Task description | Convert the records from the line with "window blind, shown" to the line with "[[107, 264]]", both included, into a Markdown table with the columns Row and Line. Put a row number and one line in each row, and leave out blank lines.

------------------------

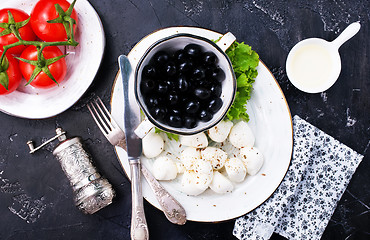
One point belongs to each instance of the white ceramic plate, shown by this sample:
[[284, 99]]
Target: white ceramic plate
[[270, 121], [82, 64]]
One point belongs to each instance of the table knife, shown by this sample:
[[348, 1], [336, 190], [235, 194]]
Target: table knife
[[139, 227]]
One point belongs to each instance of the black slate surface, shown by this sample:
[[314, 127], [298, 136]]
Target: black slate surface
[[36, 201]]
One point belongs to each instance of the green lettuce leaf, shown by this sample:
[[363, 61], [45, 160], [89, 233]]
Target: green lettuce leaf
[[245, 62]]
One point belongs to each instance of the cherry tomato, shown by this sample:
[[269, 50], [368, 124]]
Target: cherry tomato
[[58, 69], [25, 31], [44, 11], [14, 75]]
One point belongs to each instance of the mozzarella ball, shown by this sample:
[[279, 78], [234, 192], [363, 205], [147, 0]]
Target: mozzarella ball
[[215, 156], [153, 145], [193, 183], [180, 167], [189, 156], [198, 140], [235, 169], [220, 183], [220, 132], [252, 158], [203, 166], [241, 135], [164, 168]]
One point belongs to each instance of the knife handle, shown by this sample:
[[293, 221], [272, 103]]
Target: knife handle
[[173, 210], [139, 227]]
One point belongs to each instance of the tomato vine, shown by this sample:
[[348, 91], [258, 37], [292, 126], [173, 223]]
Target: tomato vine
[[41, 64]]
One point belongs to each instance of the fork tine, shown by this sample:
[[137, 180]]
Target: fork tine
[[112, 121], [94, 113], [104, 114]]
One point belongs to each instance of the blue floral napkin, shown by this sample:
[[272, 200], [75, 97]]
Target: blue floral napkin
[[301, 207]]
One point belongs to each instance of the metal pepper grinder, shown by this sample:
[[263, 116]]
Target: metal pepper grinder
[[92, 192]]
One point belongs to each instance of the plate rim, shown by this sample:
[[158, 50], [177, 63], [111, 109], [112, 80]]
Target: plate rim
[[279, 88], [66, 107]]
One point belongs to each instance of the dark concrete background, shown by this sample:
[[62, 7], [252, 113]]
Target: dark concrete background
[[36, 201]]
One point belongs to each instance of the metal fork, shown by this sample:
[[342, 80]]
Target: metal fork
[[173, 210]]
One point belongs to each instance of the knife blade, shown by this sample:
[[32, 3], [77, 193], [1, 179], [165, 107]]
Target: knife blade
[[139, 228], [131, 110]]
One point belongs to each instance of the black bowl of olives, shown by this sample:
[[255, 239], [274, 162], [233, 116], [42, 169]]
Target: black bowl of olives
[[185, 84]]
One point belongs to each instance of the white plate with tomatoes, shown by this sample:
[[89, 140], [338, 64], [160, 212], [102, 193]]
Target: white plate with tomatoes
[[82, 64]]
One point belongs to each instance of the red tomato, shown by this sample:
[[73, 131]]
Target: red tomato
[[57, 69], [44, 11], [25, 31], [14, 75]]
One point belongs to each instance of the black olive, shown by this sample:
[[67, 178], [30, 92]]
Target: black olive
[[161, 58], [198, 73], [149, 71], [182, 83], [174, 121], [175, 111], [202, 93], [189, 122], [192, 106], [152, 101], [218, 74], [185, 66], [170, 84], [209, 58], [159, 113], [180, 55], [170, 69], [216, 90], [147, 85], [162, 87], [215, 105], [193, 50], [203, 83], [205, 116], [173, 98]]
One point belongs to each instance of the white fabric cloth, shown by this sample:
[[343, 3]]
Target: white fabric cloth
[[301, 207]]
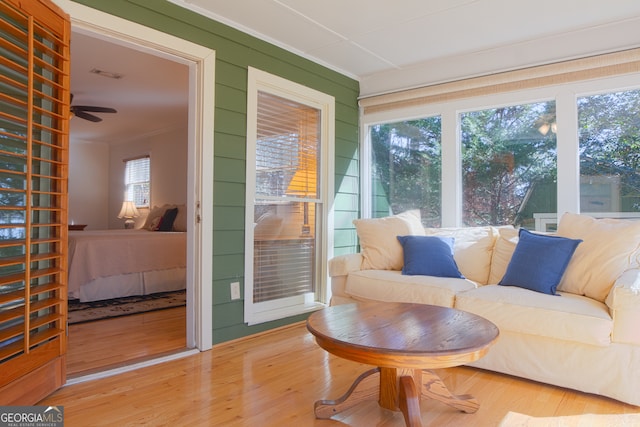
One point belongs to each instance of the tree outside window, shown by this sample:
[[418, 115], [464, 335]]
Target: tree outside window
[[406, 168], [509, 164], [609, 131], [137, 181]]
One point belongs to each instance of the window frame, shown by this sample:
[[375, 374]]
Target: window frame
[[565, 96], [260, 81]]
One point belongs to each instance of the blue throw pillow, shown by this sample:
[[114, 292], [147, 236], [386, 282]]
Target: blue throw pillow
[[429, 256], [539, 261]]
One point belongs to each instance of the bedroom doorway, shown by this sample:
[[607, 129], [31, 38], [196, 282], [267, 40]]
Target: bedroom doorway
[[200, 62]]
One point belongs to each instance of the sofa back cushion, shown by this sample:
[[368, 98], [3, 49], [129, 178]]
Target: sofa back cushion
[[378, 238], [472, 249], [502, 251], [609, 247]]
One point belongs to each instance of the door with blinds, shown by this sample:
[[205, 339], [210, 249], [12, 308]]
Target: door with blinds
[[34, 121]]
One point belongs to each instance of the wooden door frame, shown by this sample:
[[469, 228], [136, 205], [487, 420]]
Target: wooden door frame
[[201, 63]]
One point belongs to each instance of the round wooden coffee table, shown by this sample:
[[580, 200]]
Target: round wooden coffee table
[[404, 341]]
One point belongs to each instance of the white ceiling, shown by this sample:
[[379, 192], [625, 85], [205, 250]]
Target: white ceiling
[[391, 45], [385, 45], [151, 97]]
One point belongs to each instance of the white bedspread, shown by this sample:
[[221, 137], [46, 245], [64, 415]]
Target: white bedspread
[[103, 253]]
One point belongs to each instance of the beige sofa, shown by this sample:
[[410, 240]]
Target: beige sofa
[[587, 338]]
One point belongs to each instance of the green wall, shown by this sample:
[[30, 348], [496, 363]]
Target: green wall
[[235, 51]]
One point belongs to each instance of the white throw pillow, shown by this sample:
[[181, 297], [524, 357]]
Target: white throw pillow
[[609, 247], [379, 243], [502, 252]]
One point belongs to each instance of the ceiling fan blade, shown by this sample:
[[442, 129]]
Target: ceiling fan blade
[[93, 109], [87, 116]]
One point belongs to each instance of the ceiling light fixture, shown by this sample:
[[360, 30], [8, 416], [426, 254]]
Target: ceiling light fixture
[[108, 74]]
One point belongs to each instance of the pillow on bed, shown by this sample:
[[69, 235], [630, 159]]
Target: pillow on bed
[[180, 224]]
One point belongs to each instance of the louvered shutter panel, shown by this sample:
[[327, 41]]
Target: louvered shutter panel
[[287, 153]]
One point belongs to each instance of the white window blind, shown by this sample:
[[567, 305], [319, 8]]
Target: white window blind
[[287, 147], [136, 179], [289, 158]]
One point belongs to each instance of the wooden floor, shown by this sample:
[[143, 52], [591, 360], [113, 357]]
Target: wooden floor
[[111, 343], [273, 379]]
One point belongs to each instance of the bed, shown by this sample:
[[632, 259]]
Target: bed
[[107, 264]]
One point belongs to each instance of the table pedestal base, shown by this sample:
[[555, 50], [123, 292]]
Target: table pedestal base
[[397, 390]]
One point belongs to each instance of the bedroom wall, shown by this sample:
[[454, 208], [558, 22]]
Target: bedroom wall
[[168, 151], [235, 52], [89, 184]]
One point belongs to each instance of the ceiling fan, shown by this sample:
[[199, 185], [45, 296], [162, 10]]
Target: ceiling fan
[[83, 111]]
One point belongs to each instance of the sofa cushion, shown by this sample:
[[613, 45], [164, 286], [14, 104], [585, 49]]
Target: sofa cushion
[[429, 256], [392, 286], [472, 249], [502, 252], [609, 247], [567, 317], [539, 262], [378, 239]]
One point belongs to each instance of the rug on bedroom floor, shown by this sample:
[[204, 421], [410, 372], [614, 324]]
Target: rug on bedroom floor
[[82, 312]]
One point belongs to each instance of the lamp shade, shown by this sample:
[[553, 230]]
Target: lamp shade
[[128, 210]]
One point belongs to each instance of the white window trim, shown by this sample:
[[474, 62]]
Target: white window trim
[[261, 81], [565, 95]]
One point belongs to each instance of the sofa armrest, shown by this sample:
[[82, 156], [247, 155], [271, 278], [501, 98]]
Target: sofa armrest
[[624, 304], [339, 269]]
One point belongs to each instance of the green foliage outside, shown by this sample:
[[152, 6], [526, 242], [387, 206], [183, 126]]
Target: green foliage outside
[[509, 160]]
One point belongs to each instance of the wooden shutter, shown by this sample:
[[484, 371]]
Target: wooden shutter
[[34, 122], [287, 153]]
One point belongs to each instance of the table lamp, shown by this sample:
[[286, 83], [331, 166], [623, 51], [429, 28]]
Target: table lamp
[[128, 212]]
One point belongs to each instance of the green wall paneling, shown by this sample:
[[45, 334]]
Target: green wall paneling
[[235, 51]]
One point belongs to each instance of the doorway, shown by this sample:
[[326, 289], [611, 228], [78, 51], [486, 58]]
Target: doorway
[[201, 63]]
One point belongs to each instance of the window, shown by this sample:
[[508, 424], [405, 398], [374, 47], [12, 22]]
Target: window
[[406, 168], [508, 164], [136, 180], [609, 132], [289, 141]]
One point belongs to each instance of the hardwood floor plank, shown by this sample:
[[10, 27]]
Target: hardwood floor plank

------------------------

Output |
| Row | Line |
|---|---|
| 1 | One point belongs to each instance of the white window blind, shown by this sample: |
| 2 | [[567, 305], [319, 8]] |
| 3 | Target: white window blind |
| 4 | [[287, 147], [136, 179], [289, 158]] |
| 5 | One point belongs to each instance of the wooden floor, shown by this sample: |
| 6 | [[143, 52], [591, 360], [113, 357]] |
| 7 | Target: wooden floor |
| 8 | [[111, 343], [273, 379]] |
| 9 | One point belongs to each instance of the bed, shown by this sample: |
| 10 | [[632, 259]] |
| 11 | Target: bed |
| 12 | [[107, 264]] |